*Records for the task:*
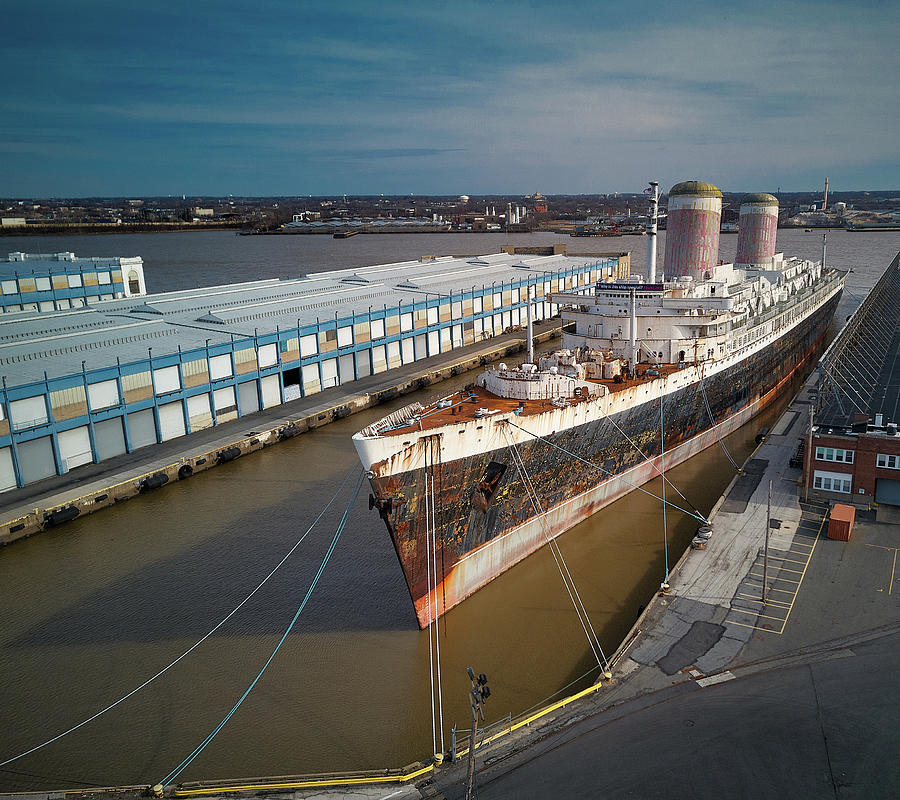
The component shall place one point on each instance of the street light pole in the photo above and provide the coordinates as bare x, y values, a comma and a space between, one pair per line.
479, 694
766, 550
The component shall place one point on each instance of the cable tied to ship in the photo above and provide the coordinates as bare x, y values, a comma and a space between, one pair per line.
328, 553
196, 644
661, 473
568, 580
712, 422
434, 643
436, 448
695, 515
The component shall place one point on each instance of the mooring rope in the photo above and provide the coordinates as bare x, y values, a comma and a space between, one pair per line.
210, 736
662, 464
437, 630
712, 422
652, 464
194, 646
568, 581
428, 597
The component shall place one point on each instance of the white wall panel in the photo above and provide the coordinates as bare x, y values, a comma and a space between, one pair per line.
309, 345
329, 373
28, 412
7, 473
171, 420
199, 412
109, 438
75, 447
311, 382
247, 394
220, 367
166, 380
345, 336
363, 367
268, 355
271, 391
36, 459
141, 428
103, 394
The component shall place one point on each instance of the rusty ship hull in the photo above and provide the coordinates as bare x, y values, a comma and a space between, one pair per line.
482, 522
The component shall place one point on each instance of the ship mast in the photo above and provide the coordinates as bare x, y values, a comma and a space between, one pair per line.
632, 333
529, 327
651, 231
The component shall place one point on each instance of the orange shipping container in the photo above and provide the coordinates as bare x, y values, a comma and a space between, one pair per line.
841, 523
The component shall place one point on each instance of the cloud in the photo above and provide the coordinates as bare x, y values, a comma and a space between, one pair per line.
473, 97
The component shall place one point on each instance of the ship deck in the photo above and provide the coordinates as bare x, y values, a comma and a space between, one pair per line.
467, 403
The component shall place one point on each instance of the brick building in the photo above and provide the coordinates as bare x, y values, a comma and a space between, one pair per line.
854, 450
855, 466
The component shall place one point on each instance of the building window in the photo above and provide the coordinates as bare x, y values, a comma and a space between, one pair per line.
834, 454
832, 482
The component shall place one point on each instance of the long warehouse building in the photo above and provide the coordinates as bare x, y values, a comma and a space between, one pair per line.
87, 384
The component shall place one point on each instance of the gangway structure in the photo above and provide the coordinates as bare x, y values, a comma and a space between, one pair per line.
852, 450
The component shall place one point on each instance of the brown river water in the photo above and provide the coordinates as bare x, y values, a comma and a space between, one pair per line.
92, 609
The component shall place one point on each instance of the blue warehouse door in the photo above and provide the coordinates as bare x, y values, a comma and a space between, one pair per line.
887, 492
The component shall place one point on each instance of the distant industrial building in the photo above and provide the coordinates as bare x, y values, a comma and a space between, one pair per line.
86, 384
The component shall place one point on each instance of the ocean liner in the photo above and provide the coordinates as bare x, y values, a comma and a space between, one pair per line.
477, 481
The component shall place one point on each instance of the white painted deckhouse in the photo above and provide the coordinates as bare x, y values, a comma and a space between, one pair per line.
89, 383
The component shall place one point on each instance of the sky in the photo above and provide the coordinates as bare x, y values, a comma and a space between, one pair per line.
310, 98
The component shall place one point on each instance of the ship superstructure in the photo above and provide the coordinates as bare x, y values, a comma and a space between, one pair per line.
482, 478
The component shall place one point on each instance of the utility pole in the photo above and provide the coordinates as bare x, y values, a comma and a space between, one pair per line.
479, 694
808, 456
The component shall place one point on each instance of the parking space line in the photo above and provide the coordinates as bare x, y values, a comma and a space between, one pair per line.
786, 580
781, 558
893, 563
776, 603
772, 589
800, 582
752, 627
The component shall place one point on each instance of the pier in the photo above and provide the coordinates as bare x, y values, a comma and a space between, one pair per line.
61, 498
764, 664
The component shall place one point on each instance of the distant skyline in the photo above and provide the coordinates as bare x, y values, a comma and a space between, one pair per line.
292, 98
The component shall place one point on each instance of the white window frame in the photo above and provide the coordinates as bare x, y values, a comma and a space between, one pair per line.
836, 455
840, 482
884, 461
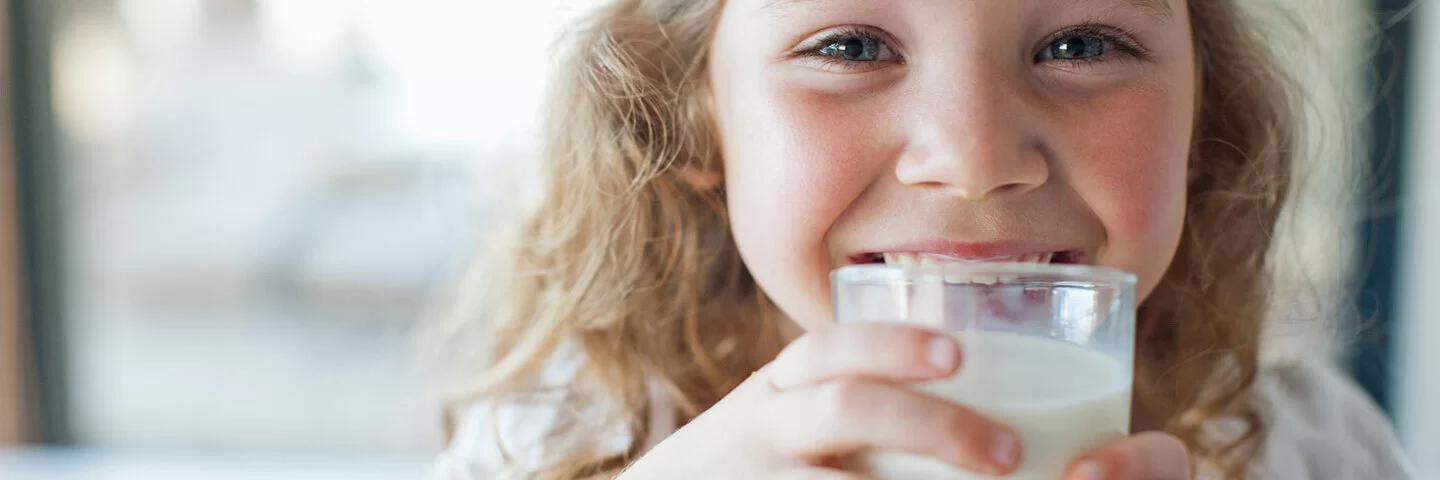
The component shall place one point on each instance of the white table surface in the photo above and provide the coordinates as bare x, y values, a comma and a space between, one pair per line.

...

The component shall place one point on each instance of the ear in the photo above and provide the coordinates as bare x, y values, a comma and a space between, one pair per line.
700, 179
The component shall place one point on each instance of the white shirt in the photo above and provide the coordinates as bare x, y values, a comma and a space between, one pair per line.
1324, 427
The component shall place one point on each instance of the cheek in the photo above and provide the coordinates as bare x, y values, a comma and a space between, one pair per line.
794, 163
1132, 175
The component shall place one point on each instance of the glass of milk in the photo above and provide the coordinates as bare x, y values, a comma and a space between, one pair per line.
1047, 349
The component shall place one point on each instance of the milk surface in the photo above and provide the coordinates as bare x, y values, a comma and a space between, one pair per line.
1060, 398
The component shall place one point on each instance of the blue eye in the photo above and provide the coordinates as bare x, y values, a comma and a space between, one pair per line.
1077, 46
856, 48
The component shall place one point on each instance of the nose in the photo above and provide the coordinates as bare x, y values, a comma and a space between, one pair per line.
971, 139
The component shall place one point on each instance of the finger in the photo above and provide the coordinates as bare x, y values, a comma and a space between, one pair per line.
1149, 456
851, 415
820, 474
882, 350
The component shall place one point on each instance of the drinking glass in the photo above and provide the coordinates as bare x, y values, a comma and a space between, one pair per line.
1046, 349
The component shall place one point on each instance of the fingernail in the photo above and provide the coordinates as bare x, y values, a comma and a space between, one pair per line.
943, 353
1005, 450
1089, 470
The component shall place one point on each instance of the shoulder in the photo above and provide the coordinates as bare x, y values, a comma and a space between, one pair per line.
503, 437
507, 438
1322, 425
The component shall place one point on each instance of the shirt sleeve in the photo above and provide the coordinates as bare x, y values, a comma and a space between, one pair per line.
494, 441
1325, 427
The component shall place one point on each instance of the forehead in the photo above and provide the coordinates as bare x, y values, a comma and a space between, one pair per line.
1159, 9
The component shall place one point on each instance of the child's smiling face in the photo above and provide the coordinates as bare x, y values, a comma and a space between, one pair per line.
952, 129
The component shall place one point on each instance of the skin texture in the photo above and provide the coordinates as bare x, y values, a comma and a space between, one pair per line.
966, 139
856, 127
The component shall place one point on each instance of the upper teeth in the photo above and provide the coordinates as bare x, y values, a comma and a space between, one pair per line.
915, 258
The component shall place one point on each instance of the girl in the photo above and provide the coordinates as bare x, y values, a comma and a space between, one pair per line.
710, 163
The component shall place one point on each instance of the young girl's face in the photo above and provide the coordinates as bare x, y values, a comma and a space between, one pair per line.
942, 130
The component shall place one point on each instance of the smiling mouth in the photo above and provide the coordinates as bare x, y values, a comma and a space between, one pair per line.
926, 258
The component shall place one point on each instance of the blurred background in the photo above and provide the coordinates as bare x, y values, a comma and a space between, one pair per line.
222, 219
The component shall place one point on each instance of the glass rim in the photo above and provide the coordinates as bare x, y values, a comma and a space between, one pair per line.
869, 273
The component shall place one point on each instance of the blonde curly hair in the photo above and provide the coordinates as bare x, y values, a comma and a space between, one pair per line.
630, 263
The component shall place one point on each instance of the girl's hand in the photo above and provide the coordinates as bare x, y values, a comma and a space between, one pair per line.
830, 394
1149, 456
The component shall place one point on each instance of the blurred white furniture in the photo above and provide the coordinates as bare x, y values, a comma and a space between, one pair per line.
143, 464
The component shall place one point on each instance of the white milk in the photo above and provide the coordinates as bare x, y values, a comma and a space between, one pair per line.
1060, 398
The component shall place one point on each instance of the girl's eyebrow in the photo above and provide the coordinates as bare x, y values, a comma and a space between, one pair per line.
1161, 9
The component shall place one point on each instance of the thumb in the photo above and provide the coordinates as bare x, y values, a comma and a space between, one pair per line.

*Exercise brief:* Express as a JSON list of strings, one string per line and blank lines omitted, the rows from the line with "the girl's eyebrow" to the line with "of the thumb", both included.

*Result:*
[
  "The component shall place one point on each instance of the girl's eyebrow in the photo above and provide the coordinates as bare x, y values, a comma and a space between, one pair per line.",
  "1161, 9",
  "The component shall place one point on each instance of the thumb in the photo above and provide the coordinates as bare x, y values, a comma and a space between, one pair per line."
]